* Text extract *
__________________________________________________

# Exam desk size?



## HankMardukas (Mar 4, 2011)

I'm sitting for the Mechanical exam this April at the San Mateo (Bay Area, CA) location and I'm wondering what the seating/desk situation is? With all these reference materials, do they give you enough space to spread out your stuff? I haven't seen any comments to suggest that space is a problem, but for some of these licensing exams they seem to want to make your life as hard as possible. My brother took the Bar exam in San Francisco in Fort Mason and he said it was really noisy and echo-y, with uncomfortable chairs and crappy folding tables to work on.

I'm interested in hearing from anyone who's taken the exam in California (or elsewhere) about this issue.

Thanks.


----------



## dianevp (Mar 4, 2011)

HankMardukas said:


> I'm sitting for the Mechanical exam this April at the San Mateo (Bay Area, CA) location and I'm wondering what the seating/desk situation is? With all these reference materials, do they give you enough space to spread out your stuff? I haven't seen any comments to suggest that space is a problem, but for some of these licensing exams they seem to want to make your life as hard as possible. My brother took the Bar exam in San Francisco in Fort Mason and he said it was really noisy and echo-y, with uncomfortable chairs and crappy folding tables to work on.
> I'm interested in hearing from anyone who's taken the exam in California (or elsewhere) about this issue.
> 
> Thanks.


Great question! If there are any comments for IL, it would be appreciated!


----------



## roadwreck (Mar 4, 2011)

I doubt all testing locations are the same, but when I took the exam we were seated two people per table at folding tables. I'd have to guess they were 6' long. We were instructed to keep all reference materials we weren't using under the table.


----------



## navyasw02 (Mar 4, 2011)

__________________________________________________

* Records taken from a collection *
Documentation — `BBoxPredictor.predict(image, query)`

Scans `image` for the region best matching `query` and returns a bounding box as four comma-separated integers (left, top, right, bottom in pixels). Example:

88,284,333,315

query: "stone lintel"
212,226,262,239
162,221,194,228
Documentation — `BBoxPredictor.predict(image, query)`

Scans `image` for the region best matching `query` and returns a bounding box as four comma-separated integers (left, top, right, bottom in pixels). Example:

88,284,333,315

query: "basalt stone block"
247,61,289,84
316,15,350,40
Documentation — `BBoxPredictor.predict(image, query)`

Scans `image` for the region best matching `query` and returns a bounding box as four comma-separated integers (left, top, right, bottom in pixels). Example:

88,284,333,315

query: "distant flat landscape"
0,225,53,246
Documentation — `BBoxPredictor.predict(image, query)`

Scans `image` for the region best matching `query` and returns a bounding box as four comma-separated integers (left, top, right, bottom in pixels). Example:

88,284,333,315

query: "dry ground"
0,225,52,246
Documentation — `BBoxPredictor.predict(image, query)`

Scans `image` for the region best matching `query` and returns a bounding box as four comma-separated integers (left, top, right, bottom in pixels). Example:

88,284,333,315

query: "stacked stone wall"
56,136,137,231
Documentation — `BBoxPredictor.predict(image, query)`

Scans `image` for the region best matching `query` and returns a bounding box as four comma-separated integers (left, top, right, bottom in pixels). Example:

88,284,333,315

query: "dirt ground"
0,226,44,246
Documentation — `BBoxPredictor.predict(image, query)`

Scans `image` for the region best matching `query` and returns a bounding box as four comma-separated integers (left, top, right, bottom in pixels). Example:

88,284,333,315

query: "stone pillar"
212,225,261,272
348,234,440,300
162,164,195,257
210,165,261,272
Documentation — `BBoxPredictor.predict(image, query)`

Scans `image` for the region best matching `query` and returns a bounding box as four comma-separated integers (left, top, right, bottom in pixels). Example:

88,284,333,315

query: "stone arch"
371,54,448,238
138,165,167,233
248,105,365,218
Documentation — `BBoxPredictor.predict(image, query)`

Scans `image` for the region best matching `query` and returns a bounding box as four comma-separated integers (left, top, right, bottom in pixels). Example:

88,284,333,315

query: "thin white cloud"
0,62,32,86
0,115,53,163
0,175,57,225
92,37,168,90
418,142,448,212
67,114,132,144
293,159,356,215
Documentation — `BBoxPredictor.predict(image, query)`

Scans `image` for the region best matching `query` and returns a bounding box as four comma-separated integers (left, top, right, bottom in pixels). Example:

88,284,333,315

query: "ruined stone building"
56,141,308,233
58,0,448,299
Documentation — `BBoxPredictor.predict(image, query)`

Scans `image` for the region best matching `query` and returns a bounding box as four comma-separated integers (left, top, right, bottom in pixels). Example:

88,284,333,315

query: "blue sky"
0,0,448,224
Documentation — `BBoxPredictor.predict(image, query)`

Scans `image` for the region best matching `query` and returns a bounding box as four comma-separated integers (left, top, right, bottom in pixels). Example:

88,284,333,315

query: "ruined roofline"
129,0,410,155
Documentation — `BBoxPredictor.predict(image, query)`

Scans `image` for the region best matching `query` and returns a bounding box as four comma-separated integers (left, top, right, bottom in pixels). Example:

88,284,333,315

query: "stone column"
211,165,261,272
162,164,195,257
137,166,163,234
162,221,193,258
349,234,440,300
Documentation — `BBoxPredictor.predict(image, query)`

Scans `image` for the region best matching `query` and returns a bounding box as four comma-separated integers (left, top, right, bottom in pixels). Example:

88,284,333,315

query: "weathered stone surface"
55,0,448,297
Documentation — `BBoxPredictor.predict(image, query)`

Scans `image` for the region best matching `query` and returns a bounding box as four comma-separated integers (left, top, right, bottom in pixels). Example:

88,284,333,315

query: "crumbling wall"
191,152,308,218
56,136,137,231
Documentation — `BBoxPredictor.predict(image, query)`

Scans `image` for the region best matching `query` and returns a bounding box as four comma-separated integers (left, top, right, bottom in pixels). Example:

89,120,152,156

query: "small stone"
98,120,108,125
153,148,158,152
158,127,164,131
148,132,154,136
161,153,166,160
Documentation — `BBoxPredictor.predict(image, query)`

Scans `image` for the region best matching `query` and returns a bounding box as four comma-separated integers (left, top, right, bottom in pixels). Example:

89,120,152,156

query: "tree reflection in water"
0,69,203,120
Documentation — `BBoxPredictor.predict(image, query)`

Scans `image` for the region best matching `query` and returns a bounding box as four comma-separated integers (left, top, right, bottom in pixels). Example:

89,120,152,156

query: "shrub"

__________________________________________________

* Exercise instructions *
1 > In the exam desk thread, how many people did roadwreck say were seated at each table?
2 > From the exam desk thread, quote the part that opens with the words containing "## HankMardukas (Mar" and closes with "dianevp (Mar 4, 2011)".
3 > Turn the paragraph of the exam desk thread that begins "I doubt all testing locations are the same" into a short bulleted list that keeps its main facts.

* Answer list *
1 > Two people per table.

2 >
## HankMardukas (Mar 4, 2011)

I'm sitting for the Mechanical exam this April at the San Mateo (Bay Area, CA) location and I'm wondering what the seating/desk situation is? With all these reference materials, do they give you enough space to spread out your stuff? I haven't seen any comments to suggest that space is a problem, but for some of these licensing exams they seem to want to make your life as hard as possible. My brother took the Bar exam in San Francisco in Fort Mason and he said it was really noisy and echo-y, with uncomfortable chairs and crappy folding tables to work on.

I'm interested in hearing from anyone who's taken the exam in California (or elsewhere) about this issue.

Thanks.


----------



## dianevp (Mar 4, 2011)

3 >
- Testing locations probably differ.
- At this exam, two people sat at each folding table.
- The tables were about 6 feet long (a guess).
- Reference materials not in use had to stay under the table.